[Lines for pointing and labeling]
--*--
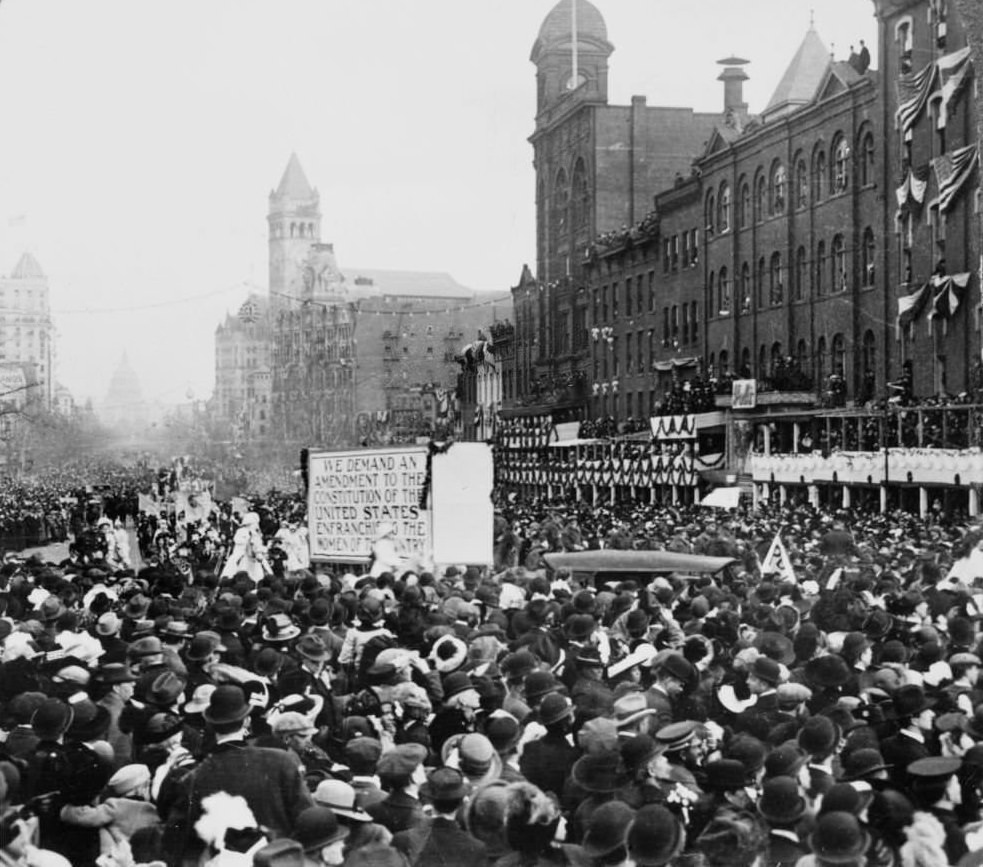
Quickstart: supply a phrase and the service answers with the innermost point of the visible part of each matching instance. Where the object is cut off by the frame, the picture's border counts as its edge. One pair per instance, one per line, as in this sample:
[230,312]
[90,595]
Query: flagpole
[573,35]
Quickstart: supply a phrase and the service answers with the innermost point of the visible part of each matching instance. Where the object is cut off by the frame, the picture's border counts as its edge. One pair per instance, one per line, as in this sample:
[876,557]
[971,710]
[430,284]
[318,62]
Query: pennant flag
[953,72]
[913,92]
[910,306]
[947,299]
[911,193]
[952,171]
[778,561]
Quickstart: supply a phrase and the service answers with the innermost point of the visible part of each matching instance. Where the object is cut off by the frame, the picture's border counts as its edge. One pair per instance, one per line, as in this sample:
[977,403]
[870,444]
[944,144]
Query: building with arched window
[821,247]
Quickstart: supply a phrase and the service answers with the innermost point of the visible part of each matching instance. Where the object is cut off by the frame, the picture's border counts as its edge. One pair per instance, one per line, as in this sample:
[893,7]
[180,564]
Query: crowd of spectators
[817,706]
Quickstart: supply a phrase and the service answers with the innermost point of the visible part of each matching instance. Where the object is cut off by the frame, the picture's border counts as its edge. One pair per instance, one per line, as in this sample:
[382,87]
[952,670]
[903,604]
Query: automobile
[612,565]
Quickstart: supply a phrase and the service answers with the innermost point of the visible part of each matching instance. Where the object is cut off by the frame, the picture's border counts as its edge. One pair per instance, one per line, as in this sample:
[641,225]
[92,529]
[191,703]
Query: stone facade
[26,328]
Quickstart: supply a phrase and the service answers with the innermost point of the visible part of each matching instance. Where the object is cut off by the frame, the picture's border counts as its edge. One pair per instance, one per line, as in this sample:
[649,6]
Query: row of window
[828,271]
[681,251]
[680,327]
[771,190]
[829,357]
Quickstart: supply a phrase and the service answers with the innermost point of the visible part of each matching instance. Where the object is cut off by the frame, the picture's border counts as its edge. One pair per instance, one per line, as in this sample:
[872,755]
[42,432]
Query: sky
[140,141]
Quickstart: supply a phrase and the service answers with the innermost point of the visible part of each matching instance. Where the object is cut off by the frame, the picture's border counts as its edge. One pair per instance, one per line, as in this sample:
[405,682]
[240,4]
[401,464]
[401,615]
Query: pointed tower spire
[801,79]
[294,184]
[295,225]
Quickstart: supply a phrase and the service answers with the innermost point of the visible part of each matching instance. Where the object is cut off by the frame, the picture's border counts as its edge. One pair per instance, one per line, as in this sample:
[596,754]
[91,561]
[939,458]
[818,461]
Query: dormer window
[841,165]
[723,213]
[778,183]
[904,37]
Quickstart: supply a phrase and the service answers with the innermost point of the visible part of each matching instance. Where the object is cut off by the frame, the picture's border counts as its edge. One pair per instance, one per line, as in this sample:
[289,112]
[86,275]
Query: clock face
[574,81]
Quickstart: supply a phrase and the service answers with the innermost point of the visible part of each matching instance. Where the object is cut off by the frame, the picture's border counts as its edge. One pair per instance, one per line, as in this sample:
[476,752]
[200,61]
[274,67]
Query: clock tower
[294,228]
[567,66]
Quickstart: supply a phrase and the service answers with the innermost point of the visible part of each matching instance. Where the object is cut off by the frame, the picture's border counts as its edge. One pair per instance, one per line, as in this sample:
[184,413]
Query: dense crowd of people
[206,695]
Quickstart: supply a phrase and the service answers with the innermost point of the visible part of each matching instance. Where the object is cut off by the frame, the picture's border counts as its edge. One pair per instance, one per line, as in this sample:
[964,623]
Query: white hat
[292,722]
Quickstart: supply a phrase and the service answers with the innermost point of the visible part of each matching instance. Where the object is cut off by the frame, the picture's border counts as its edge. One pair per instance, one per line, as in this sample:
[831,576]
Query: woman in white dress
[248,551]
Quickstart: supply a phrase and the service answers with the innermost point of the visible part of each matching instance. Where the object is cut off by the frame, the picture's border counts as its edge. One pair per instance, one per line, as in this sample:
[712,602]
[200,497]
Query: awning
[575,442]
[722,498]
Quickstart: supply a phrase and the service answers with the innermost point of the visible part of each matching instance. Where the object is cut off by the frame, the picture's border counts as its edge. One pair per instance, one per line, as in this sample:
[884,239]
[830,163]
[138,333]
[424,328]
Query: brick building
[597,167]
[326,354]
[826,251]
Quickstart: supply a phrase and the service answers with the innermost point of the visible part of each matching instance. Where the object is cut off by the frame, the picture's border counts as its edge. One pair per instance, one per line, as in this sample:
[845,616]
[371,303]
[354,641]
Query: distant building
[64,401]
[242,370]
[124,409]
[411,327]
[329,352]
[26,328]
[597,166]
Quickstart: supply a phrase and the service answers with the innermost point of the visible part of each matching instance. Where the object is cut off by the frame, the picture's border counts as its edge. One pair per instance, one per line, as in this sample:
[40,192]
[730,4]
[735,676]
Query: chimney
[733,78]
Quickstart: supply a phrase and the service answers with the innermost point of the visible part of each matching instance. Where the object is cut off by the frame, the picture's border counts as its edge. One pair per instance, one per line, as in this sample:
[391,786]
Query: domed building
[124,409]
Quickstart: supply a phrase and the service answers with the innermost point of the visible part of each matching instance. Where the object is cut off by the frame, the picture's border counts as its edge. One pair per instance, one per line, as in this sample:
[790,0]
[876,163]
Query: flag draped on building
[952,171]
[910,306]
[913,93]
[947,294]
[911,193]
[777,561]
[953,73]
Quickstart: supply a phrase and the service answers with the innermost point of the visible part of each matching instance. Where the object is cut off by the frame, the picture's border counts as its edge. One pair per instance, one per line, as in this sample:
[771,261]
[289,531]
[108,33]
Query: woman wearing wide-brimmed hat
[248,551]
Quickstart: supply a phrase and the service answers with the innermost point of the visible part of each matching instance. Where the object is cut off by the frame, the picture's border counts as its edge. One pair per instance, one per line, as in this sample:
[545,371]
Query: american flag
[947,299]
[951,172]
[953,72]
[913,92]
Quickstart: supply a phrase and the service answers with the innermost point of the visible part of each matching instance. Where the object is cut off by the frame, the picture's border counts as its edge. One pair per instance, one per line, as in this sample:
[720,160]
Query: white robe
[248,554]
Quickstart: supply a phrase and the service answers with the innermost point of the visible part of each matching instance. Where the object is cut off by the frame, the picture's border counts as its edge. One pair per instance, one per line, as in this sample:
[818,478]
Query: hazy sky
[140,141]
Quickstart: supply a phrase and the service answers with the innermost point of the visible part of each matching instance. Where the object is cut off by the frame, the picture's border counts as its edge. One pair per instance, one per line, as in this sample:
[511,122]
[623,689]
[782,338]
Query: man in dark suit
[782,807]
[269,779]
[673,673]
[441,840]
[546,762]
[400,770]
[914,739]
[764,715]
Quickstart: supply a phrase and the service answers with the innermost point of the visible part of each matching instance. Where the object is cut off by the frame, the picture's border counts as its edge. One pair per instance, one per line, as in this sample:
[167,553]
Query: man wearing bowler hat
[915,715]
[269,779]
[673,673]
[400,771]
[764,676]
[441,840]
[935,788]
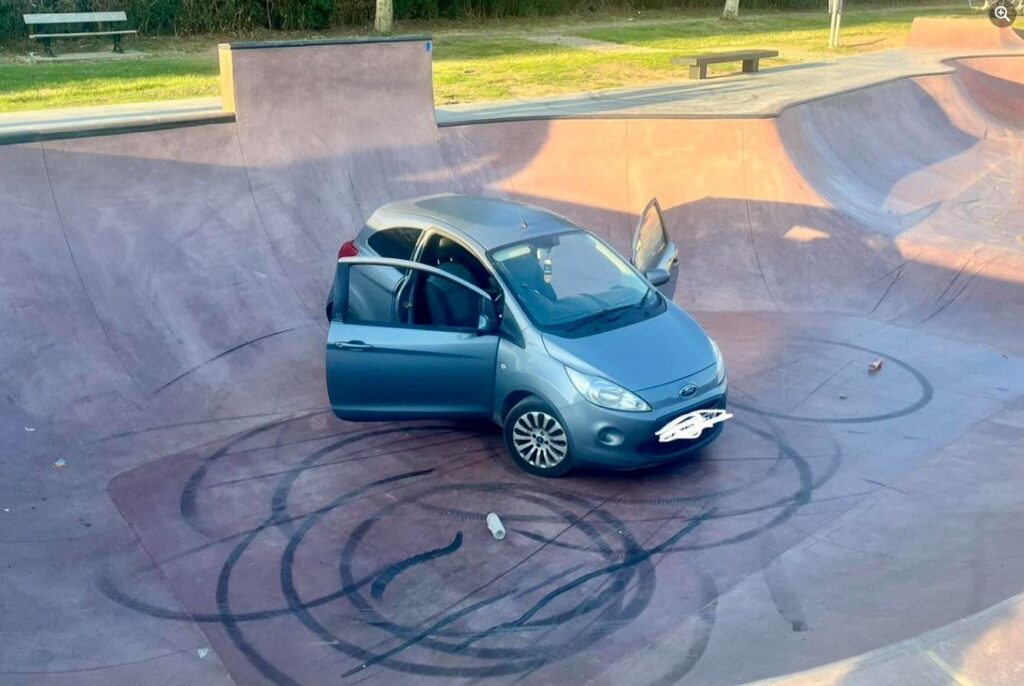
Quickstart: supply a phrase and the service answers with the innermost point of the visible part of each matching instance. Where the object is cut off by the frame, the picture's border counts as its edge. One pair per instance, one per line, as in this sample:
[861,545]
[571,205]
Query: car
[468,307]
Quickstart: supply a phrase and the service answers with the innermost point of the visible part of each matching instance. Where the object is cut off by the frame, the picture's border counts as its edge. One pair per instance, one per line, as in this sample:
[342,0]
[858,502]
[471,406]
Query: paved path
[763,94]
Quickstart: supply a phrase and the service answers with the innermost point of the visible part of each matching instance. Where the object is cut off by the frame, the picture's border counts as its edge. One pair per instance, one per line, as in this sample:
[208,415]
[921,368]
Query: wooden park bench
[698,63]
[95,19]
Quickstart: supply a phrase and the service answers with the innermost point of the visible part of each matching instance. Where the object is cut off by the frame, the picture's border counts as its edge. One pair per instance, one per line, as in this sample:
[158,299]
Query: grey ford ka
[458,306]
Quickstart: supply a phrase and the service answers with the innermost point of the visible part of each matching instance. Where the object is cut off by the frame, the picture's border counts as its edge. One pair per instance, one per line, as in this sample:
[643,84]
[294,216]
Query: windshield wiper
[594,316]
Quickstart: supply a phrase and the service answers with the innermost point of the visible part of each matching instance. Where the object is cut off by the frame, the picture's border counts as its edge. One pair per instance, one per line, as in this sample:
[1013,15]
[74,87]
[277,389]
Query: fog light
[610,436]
--*--
PROMPT
Tally the lines above that contain the string "building", matching case exactly. Give only the number.

RESULT
5